Overnight Saturday night, a disturbance will be moving from the southwest to the northeast providing a chance for showers and thunderstorms. Coupled with the disturbance moving through, upper level divergence will be overhead in Southern New England, especially near Cape Cod, but also in interior Massachusetts and Southern New Hampshire where a low level jet is also located. The upper level divergence provides large scale lift, which can aide in the development of heavy rain. Also a rise to 1.5 to 1.75 inches of precipitable water occurs during that time showing the increase in moisture in the atmosphere at that time. Further adding to the event, an increase in upward motion signified by convective energy (CAPE) begins just after sunset on Saturday and continues into Sunday afternoon. Another ingredient present for this time frame is shear, which rises to between 30 and 40 kts Saturday night and into the first half of Sunday, but mostly resides in the mid layers of the atmosphere. This means that convection may be elevated allowing for heavy rain, wind and lightning as the main threats. All of these combine to allow for a chance for thunder across southern portions of New England Saturday night and into Sunday. The passage of the disturbance around midday means that most of the thunder should occur before midday, but some instability and low level moisture may allow for a few more storms before sunset Sunday, especially in the interior.
The next chance for thunder comes on Monday night into early Tuesday in the Northeast when a cold front moves through. The air mass comes in from Canada and changes the humid warm weather with high temperatures in the 90s and dew points in the mid to upper 60s to temperatures in the mid 80s and dew points in the upper 50s. This change in low level warmth and moisture coupled with a center for storms (the front) often translates into storms. New York is forecast to have the highest convective energy before sunset on Monday. After sunset, the convective energy decreases, but mid-level lapse rates in the 6 to 7 degree range may be able to compensate while combined with mid-level shear carrying the left over pieces of thunderstorms from New York into the Northeast. Once again, large scale lift and plenty of precipitable water means heavy rain may be a threat, especially since storms may be in the dissipating stage after sunset. Often, this dissipating stage brings heavy wind and frequent lightning as the main threats as well, especially as the stronger low level winds move in.
Thereafter, as mentioned earlier, the Northeast has cooler temperatures and drier air come in for Wednesday as a Canadian air mass moves in. Low level temperatures will be below normal and will allow for morning temperatures around a refreshing 60 degrees.
Severe weather will be the story in the Northern Plains for the weekend and into Monday as a low pressure system ejects off the Rockies and an upper level low pressure system moves across the Northwestern portion of the United States. The storms through the weekend and into Monday, forced along by this boundary will have ample amounts of convective energy in the form of CAPE (Convective Available Potential Energy) and turning of the winds in the form of wind shear. Wind shear will be helped along each day by a strong low level jet stream that will be increasing in strength daily as the upper level low pressure system approaches from the West. Also, low level moisture will be plentiful allowing for strong moist inflow into the storms. Warmth will be strongest Sunday with surface temperatures reaching well into the 90s.

◇ ◇ ◇ ◇ ◇ ◇ ◇

**Tasks for this exercise**.
#1 Summarize the weather forecast in two sentences.
#2 Carry on the weather forecast from the point where it stops.
The records play no part in what is asked here.

**Supplied information**.
◇ ◇ ◇ ◇ ◇ ◇ ◇

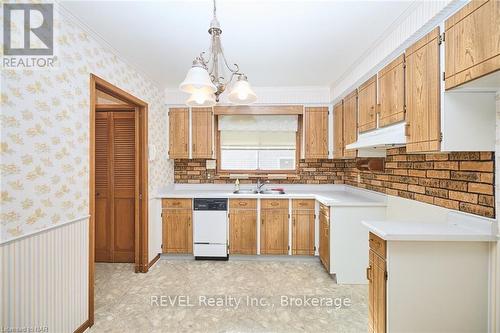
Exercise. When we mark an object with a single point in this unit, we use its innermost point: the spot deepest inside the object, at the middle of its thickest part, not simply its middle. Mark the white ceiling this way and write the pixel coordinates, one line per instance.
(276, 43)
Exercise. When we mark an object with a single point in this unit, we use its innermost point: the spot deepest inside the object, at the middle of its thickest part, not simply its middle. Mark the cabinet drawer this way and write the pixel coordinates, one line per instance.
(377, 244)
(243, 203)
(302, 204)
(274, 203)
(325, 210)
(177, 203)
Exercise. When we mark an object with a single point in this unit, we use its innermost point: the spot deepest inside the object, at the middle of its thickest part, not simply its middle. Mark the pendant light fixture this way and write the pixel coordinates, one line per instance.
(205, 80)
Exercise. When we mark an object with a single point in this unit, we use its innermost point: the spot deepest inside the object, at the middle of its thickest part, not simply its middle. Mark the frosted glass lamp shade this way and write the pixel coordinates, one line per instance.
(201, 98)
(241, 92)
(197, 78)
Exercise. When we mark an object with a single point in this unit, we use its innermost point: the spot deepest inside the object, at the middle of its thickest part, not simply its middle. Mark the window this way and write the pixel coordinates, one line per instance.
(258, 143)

◇ ◇ ◇ ◇ ◇ ◇ ◇

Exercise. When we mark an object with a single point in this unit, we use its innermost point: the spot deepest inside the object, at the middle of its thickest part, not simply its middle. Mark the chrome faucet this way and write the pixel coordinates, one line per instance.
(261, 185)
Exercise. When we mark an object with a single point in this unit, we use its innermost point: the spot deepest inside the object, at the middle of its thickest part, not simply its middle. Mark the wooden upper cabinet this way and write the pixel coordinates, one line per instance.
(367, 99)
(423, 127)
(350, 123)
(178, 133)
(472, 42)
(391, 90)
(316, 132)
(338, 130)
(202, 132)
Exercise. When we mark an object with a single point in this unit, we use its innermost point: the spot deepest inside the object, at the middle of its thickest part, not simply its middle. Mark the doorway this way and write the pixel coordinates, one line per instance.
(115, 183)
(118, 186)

◇ ◇ ◇ ◇ ◇ ◇ ◇

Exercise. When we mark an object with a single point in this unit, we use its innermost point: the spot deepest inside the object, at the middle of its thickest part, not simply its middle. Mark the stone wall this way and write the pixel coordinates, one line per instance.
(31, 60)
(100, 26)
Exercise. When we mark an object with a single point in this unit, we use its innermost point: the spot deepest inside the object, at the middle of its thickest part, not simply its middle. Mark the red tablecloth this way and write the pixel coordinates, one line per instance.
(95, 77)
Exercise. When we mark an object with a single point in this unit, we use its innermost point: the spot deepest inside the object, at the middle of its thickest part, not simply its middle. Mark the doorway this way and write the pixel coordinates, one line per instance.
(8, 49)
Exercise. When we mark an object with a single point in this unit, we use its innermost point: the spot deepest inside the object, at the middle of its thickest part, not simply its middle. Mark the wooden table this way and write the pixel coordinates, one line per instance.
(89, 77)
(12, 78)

◇ ◇ ◇ ◇ ◇ ◇ ◇

**Exercise responses**.
#1 Southern New England has a chance of thunderstorms Saturday night into Sunday, with heavy rain, wind, and lightning as the main threats, and a cold front brings another chance of storms to the Northeast on Monday night into early Tuesday before cooler, drier Canadian air arrives for Wednesday. In the Northern Plains, a low pressure system ejecting off the Rockies will bring severe weather through the weekend and into Monday, fed by ample convective energy, wind shear, plentiful low-level moisture, and Sunday temperatures well into the 90s.

#2
So, the warmth, moisture, and winds are all there, the last piece of the puzzle for severe weather is the need for a boundary which will break the cap on the atmosphere and cause convection. This is similar to the reaction of breaking the full soda bottle’s cap after the bottle has been shaken. Various models show the general evolution of the Saturday evening storms starting in the northern North Dakota and evolving southeast into southeastern North Dakota as a low level boundary moves southeast across the Northern Plains allowing the cap to be broken. The upper level low pressure system enters the western United States so stronger disturbances are closer the region on Sunday. Storms will be moving across the region from southwest to northeast in the average low to mid-level flow as a result. The stronger boundary on Monday will allow for more thunderstorms along with stronger wind. Temperatures won’t be as high though on Monday, but the added forcing of the cold front will add to the convective energy.
To get an idea of the possible outcomes of the daily convection, analogs of the event can be perused. The Northern Plains are within an area where at least 30% of the analogs to this event have at least 1+ severe report during the weekend and into Monday. According to the analogs, the severe weather on Saturday will be across western and southern North Dakota and into central and northern portions of South Dakota. Sunday’s analogs have the severe weather in the western Dakotas, but still a strong signal moving northeast into the eastern portion of the Dakotas. Monday’s severe weather threat according to the analogs appears within eastern North Dakota. Eastern North Dakota and into western Minnesota has the highest threat for tornadoes during this period according to the analogs.
Often, to approximate the threat of severe weather, the number of lightning strikes within an area can be used. In this case, the ensemble put out by the National Center for Atmospheric Research (NCAR) shows a low amount of lightning strikes Saturday night, but at the end of the run, by late evening, early overnight on Sunday a higher amount of lightning strikes approaches the Missouri River so that appears to be the higher severe threat. In addition, the Storm Prediction Center’s ensemble model has a tornado ingredient parameter showing the possibility of a tornado based on the right ingredients being around indicates a 30%+ chance for a tornado in the Northern Plains Saturday and Sunday nights. In addition to the threat of a tornado, hail, wind and heavy rain, especially within any thunderstorm is possible.
To approximate the strength of the system causing the weather, not only is the severe weather ahead of it a good measure, but also the strength of the cold air behind it. Often, a quick change from warmer to cooler weather creates windy weather and strong wind gusts between 40 and 60 mph are possible in the Northern Plains after the system leaves. Furthermore, with the cold air gushing in behind the system, some left over snowfall is possible in the Northwestern US.
Severe weather has been widespread across the eastern half of the nation for the past 2 days, but high pressure will bring much quieter conditions this weekend.
A cold front has been slowly dropping southward over the past 2 days, replacing warm and humid air with cooler and drier conditions. Ahead of the front, strong to severe thunderstorms have cut a large swath of damage.
On Thursday, severe weather was widespread across the Mid-Atlantic states from mid-afternoon through the late evening hours. There were over 250 reports of damage from wind gusts as high as 77 mph, with a majority of the reports concentrated in West Virginia, Virginia, and Maryland, including the Washington, DC metropolitan area, where thunderstorms dropped 2.58″ of rain in just a couple of hours at Dulles Airport. In addition to the wind damage and heavy rain, hail as large as baseballs was observed with some of the strong storms. One tornado was also confirmed in Barnes Gap, Pennsylvania.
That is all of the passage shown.